Segment Start: Dataset content

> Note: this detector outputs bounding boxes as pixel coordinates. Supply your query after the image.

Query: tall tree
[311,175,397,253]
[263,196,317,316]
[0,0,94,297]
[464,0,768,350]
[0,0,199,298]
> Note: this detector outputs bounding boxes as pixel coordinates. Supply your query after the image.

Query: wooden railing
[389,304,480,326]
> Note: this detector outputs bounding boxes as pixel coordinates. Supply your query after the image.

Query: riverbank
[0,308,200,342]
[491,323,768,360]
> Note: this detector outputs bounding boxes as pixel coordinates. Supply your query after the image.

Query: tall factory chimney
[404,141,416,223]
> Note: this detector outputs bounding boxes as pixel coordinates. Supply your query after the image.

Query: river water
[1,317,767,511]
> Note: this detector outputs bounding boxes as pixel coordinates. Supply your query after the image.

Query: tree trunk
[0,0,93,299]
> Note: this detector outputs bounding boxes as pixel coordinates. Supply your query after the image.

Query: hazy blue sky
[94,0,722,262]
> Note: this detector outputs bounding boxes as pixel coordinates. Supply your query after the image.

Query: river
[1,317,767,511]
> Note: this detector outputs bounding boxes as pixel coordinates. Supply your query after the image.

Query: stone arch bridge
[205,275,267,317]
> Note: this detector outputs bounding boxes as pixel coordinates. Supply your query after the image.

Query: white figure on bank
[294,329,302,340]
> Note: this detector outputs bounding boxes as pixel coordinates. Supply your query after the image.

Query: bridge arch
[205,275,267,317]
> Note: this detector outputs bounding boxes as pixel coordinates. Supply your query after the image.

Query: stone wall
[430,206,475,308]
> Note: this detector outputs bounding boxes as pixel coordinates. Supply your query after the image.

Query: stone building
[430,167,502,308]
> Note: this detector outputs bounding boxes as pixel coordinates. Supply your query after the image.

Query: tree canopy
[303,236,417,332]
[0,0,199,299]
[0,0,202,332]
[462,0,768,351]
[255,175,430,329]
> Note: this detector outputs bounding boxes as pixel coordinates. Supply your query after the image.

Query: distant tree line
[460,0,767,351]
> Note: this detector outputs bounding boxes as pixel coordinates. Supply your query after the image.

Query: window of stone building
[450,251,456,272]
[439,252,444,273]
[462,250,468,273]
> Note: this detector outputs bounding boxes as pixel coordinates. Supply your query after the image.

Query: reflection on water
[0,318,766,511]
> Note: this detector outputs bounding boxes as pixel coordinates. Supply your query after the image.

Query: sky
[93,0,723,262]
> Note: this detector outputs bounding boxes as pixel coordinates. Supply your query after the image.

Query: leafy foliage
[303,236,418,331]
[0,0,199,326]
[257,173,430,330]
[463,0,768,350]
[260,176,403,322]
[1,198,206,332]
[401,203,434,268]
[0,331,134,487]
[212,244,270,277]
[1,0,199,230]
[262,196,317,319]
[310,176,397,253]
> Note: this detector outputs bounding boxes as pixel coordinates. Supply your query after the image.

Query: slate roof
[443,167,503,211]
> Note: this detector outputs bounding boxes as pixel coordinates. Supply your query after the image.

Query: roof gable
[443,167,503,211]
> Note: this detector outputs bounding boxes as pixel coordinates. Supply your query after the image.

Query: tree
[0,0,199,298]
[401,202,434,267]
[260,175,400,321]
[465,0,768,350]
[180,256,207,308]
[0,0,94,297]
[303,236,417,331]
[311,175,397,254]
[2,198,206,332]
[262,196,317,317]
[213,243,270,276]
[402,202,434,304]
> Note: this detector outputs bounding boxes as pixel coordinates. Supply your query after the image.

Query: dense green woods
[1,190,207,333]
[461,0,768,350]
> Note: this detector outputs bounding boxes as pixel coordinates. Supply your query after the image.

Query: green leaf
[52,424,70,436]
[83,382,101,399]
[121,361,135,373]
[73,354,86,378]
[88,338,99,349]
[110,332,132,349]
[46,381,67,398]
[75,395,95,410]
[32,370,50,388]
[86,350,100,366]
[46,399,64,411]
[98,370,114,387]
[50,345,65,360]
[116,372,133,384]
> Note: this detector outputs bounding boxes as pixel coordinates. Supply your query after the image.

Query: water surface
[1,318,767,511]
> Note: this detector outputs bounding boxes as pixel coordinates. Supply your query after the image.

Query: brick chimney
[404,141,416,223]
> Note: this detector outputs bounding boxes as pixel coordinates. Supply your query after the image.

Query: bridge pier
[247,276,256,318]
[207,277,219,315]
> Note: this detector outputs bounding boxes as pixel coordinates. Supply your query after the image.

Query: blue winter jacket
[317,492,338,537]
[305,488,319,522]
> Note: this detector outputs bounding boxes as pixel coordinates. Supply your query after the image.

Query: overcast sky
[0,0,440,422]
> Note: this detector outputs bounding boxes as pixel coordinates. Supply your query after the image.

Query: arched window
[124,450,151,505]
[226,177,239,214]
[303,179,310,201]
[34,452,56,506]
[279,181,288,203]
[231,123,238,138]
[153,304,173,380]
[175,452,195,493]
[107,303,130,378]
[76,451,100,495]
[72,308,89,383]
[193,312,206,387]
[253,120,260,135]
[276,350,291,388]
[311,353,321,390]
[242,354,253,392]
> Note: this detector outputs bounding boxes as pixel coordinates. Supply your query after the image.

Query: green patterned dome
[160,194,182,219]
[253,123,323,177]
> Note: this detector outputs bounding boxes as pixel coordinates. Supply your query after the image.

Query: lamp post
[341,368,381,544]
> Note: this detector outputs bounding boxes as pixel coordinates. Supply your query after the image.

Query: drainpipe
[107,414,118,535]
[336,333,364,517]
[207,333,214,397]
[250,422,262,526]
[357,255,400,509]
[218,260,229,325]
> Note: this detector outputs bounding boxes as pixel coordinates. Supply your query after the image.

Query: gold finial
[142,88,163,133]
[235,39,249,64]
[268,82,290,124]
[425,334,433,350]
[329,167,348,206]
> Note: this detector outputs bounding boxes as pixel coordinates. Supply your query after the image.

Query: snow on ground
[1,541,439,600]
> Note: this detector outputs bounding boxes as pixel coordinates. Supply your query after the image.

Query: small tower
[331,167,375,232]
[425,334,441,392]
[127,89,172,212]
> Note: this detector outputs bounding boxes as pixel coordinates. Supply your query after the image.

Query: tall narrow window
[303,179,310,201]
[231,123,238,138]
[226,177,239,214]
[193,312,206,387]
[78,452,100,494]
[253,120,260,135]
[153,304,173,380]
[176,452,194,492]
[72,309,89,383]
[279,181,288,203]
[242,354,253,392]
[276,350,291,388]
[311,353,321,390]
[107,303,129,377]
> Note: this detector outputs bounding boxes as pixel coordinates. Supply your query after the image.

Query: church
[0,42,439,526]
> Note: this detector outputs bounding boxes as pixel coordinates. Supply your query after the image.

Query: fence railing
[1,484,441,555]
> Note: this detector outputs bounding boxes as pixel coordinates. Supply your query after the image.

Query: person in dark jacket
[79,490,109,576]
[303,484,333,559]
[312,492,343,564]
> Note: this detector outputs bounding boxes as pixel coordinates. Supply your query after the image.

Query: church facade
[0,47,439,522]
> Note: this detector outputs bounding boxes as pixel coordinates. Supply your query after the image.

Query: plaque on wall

Segment End: Dataset content

How to complete this task = Send back all the records above word for word.

Solution below =
> Note: this detector outputs bounding boxes as pixel coordinates. Supply your query after the image.

Query: tall tree
[311,175,397,253]
[263,196,317,316]
[0,0,94,297]
[464,0,768,350]
[0,0,199,298]
> Note: this detector outputs bounding boxes as pixel coordinates. Supply your query after the image.

Query: wooden railing
[389,304,480,326]
> Note: this detector outputs bounding boxes as pixel coordinates. Supply your query after the image.

Query: riverbank
[0,308,200,342]
[491,323,768,360]
> Note: this detector outputs bounding boxes as pixel coordinates. Supply your query after the image.

Query: tall factory chimney
[404,141,416,223]
> Note: this detector outputs bounding boxes as pixel coordinates. Supply your query after the image.

Query: river water
[1,317,767,511]
> Note: this detector outputs bounding boxes as pixel coordinates. Supply your query after the image.

Query: tree trunk
[0,0,93,299]
> Note: this detector outputs bounding boxes as pixel coordinates. Supply your query after the image.

Query: hazy blue sky
[94,0,722,262]
> Note: this detector outputs bounding boxes as pixel coordinates. Supply your query after the image.

Query: river
[1,317,767,511]
> Note: this detector outputs bounding boxes as pixel coordinates. Supply your query after the image.

Query: stone arch bridge
[205,275,267,317]
> Note: this detector outputs bounding boxes as pixel coordinates. Supply your query after the image.

Query: white figure on bank
[294,329,302,340]
> Note: this detector outputs bounding boxes as pixel coordinates. Supply your query after the image.

Query: bridge arch
[205,275,267,317]
> Note: this detector outputs bounding boxes as pixel coordinates. Supply your query after the image.

Query: stone wall
[430,206,475,308]
> Note: this detector outputs bounding boxes as pixel coordinates. Supply your query after the image.

Query: stone building
[430,167,502,308]
> Note: this detector outputs bounding boxes as pixel coordinates. Supply your query after the image.

Query: tree canopy
[303,236,417,332]
[0,0,199,299]
[0,0,202,332]
[462,0,768,351]
[255,175,430,329]
> Note: this detector outputs bounding boxes as pixel coordinates. Supply your query after the image.

Query: distant tree line
[460,0,767,351]
> Note: this detector outputs bounding boxes as pixel coordinates. Supply your query after the image.

Query: window of stone building
[450,251,456,272]
[439,252,444,273]
[462,250,468,273]
> Note: this detector outputs bounding boxes as pixel coordinates. Supply your query after the image.

Query: reflection on water
[0,318,766,511]
> Note: this detector outputs bounding boxes as pixel coordinates. Supply your query after the image.

Query: sky
[93,0,723,262]
> Note: this detector outputs bounding boxes as pixel coordinates. Supply your query after the image.

Query: leafy foliage
[303,236,418,331]
[0,0,199,326]
[257,173,430,330]
[463,0,768,350]
[260,176,403,322]
[1,198,206,332]
[401,203,434,268]
[0,331,134,487]
[212,244,270,277]
[1,0,199,230]
[262,196,317,319]
[310,176,397,253]
> Note: this detector outputs bounding boxes as pixel coordinates. Supply your query after the image.

Query: slate roof
[443,167,503,211]
> Note: this detector outputs bounding boxes as pixel coordinates. Supply your query after the image.

Query: roof gable
[443,167,503,211]
> Note: this detector outputs bounding boxes as pixel coordinates. Supply your query after the image.

Query: tree
[0,0,199,298]
[401,202,434,267]
[260,175,400,321]
[465,0,768,350]
[180,256,207,308]
[0,0,94,297]
[303,236,417,331]
[311,175,397,254]
[2,198,206,332]
[262,196,317,317]
[213,243,270,276]
[402,202,434,304]
> Note: this detector outputs bounding boxes as pixel coordinates. Supply your query after the image.

Query: dense green woods
[1,190,207,333]
[461,0,768,350]
> Note: this detector outputs bounding boxes as pixel coordinates. Supply your query after the image.

Query: green leaf
[52,424,70,436]
[83,382,101,399]
[121,361,135,373]
[73,354,86,378]
[88,338,99,349]
[110,332,132,349]
[46,381,67,398]
[75,395,95,410]
[32,370,50,388]
[86,350,100,366]
[46,399,64,411]
[98,370,114,387]
[50,345,65,360]
[116,372,133,384]
> Note: this detector outputs bounding boxes as pixel coordinates. Supply your query after the image.

Query: water surface
[1,318,767,511]
> Note: this detector outputs bounding boxes as pixel coordinates. Supply your query after the image.

Query: brick chimney
[404,141,416,223]
> Note: this detector outputs bounding boxes as pixel coordinates. Supply your query after the image.

Query: bridge pier
[247,276,256,318]
[207,277,219,315]
> Note: this detector outputs bounding boxes as pixel coordinates. Supply your query after the image.

Query: blue winter jacket
[317,492,338,537]
[305,488,319,522]
> Note: this detector outputs bounding boxes as pixel coordinates. Supply your query after the image.

Query: overcast sky
[0,0,440,422]
> Note: this detector outputs bounding boxes as pixel coordinates. Supply your query after the image.

Query: arched window
[124,450,151,505]
[226,177,239,214]
[303,179,310,201]
[34,452,56,506]
[279,181,288,203]
[231,123,238,138]
[153,304,173,380]
[175,452,195,493]
[107,303,130,378]
[76,451,100,495]
[72,308,89,383]
[193,312,206,387]
[253,120,260,135]
[276,350,291,388]
[311,353,321,390]
[242,354,253,392]
> Note: this detector outputs bounding boxes as pixel coordinates. Supply your query after the image.

Query: green patterned dome
[160,194,182,219]
[253,123,323,177]
> Note: this detector outputs bounding boxes as pixel coordinates. Supply your query after the image.

Query: lamp post
[341,368,381,544]
> Note: this detector outputs bounding boxes as pixel coordinates. Supply your query after the image.

Query: drainpipe
[107,414,118,535]
[336,333,364,517]
[207,333,214,397]
[250,422,262,526]
[357,255,400,509]
[218,260,229,325]
> Note: this detector outputs bounding boxes as pixel coordinates. Supply your query after the image.

Query: gold finial
[142,88,163,133]
[235,39,249,64]
[268,82,290,124]
[425,334,433,350]
[329,167,348,206]
> Note: this detector outputs bounding boxes as pixel coordinates. Supply your query after the image.

Query: snow on ground
[1,541,439,600]
> Note: this detector outputs bounding boxes as pixel coordinates. Supply your query after the image.

Query: small tower
[331,167,375,232]
[425,334,441,392]
[127,89,172,212]
> Note: this detector outputs bounding boxes as pixel coordinates. Supply your query after the image.

Query: tall narrow window
[303,179,310,201]
[231,123,238,138]
[226,177,239,214]
[193,312,206,387]
[78,452,100,494]
[253,120,260,135]
[153,304,173,380]
[176,452,194,492]
[72,309,89,383]
[279,181,288,203]
[242,354,253,392]
[276,350,291,388]
[311,353,321,390]
[107,303,129,377]
> Note: this detector outputs bounding boxes as pixel coordinates. Supply your query after the image.

Query: church
[0,42,439,526]
> Note: this detector outputs bounding boxes as pixel coordinates. Supply your query after the image.

Query: fence railing
[1,484,441,555]
> Note: this detector outputs bounding boxes as pixel coordinates. Supply your query after the image.

Query: person in dark jacket
[79,490,109,576]
[303,484,333,559]
[312,492,343,564]
> Note: this detector outputs bounding boxes as pixel coordinates. Supply your query after the image.

Query: church facade
[0,47,439,522]
> Note: this detector outputs bounding boxes as pixel coordinates. Supply your query after the image.

Query: plaque on wall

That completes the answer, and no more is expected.